What you are asked to do: Change every "shaped like this form" in the records below to "in this format", leaving everything else as it is.

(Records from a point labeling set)
____
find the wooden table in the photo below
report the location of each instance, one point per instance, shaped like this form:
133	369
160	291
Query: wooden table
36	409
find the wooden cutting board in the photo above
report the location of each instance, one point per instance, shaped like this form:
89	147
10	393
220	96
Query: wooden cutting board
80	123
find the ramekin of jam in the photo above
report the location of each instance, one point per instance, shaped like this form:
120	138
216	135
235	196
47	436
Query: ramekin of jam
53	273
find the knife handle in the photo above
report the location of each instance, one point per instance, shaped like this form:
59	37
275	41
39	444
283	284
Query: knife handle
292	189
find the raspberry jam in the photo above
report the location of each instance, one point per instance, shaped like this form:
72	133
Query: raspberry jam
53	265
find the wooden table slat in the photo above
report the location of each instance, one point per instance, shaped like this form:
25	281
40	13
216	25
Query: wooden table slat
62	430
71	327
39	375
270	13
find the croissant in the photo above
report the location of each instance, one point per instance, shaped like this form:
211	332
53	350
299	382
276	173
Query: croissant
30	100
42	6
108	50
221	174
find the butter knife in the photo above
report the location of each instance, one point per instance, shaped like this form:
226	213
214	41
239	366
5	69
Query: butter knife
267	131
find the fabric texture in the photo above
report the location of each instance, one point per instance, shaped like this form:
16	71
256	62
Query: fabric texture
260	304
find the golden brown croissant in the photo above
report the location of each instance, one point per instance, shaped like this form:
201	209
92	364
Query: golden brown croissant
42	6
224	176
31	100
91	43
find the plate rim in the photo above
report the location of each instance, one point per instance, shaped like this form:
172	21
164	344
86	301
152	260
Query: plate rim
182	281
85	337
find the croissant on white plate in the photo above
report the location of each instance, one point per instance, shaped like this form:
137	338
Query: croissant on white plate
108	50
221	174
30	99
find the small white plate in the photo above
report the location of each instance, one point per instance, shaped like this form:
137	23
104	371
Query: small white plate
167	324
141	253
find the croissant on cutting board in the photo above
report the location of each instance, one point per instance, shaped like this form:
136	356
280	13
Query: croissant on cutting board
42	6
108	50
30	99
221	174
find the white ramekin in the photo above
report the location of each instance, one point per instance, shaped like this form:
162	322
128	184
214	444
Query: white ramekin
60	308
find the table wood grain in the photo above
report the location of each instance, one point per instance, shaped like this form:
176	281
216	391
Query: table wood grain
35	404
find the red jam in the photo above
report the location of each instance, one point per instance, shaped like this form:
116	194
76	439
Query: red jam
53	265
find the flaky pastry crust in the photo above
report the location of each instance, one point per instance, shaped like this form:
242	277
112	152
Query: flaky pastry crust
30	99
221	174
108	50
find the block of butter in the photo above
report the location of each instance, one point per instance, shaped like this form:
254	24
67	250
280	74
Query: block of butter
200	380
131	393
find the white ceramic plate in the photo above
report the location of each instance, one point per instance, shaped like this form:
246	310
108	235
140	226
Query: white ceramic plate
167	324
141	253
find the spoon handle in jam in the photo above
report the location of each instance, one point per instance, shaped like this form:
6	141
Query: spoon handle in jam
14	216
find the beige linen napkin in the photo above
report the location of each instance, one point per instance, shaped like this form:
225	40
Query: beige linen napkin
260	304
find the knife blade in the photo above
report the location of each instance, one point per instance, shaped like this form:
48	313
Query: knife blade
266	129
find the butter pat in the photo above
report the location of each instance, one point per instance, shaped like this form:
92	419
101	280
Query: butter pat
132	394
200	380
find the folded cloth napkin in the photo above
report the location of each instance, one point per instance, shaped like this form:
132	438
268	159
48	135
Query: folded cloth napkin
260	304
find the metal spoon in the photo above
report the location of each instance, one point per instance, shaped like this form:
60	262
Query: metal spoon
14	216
____
The result:
find the wooden table in the photo below
report the location of each instance, one point per instance, in this format:
133	369
160	291
Query: wooden table
36	409
find the wooden cutting board in the photo above
report the location of each instance, one point per instance, in this format:
89	147
10	393
220	96
Query: wooden cutting board
80	123
find the ramekin of jam in the photo above
report the location of each instance, one point per instance, in this format:
120	138
216	135
235	196
47	436
Query: ramekin of jam
53	273
find the knife handle in the photo above
report the location of each instance, one point per instance, in this format:
59	37
275	41
39	444
283	284
Query: knife handle
292	189
find the raspberry jam in the photo above
report the location of each instance, one point per instance, in this format:
72	133
Query: raspberry jam
53	265
find the wooden table slat in the photo above
report the location of each instance, one point per instance, in this format:
25	281
40	13
216	25
Query: wooden table slat
62	430
71	327
39	375
270	13
find the croissant in the photo above
report the location of each instance, one point per instance, in this format:
211	332
53	350
299	382
276	173
Query: croissant
30	100
42	6
108	50
221	174
find the butter knife in the photo above
report the location of each instance, one point per instance, in this format:
226	213
214	41
239	366
5	69
Query: butter knife
267	131
find the fabric texture in the photo above
report the location of each instance, one point per instance, in this format:
16	71
256	62
Query: fabric texture
260	304
find the golden brown croissant in the photo above
report the location of each instance, one point per instance, in this format:
201	209
92	364
Query: golden brown croissant
42	6
224	176
31	100
91	43
find the plate rim in the photo above
report the location of each instance, one point per instance, in this format:
172	21
164	344
86	301
152	260
Query: plate rim
182	281
85	337
find the croissant on white plate in the photo above
report the location of each instance, one point per instance, in this format:
137	338
Query: croissant on white plate
108	50
221	174
30	99
find the small white plate in the photo above
report the location of each instance, one point per instance, in this format:
137	23
104	371
Query: small white plate
167	324
141	253
find the croissant on cutting board in the photo above
report the location of each instance, one point per instance, in this format:
136	356
280	13
Query: croissant on cutting board
42	6
108	50
30	99
221	174
find the white ramekin in the photo above
report the location of each instance, one point per instance, in this format:
162	322
128	184
214	444
Query: white ramekin
60	308
find the table wood grain in the photo above
report the location of each instance, one point per instance, in this format:
176	281
216	391
Query: table wood grain
35	404
find the red jam in the photo above
report the location of each instance, one point per instance, in this format:
116	194
76	439
Query: red jam
53	265
find the flaky pastry crust in the photo above
report the location of each instance, one point per instance, in this format:
242	277
112	152
Query: flaky pastry crust
30	99
221	174
108	50
find the block of butter in the photo above
report the location of each instance, one point per instance, in this format:
254	24
67	250
280	74
Query: block of butter
200	380
131	393
find the white ceramic plate in the photo above
report the location of each instance, one point per instance, in this format:
246	310
108	235
140	226
Query: white ceramic plate
167	324
141	253
find the spoon handle in jam in the photo above
report the location of each instance, one point per instance, in this format:
6	141
Query: spoon handle in jam
14	216
find the beige linen napkin in the photo above
report the location of each instance, one point per instance, in this format:
225	40
Query: beige linen napkin
260	304
find the knife blade in the photo above
report the location of each instance, one point per instance, in this format:
48	313
Query: knife blade
266	129
find the butter pat in the photo above
report the location of each instance, one point per instance, in this format:
92	419
101	280
Query: butter pat
132	394
200	380
find the folded cloth napkin in the photo above
report the location of each instance, one point per instance, in this format:
132	438
268	159
48	135
Query: folded cloth napkin
260	304
find the metal spoon in the photo above
report the location of each instance, one point per instance, in this format:
60	262
Query: metal spoon
14	216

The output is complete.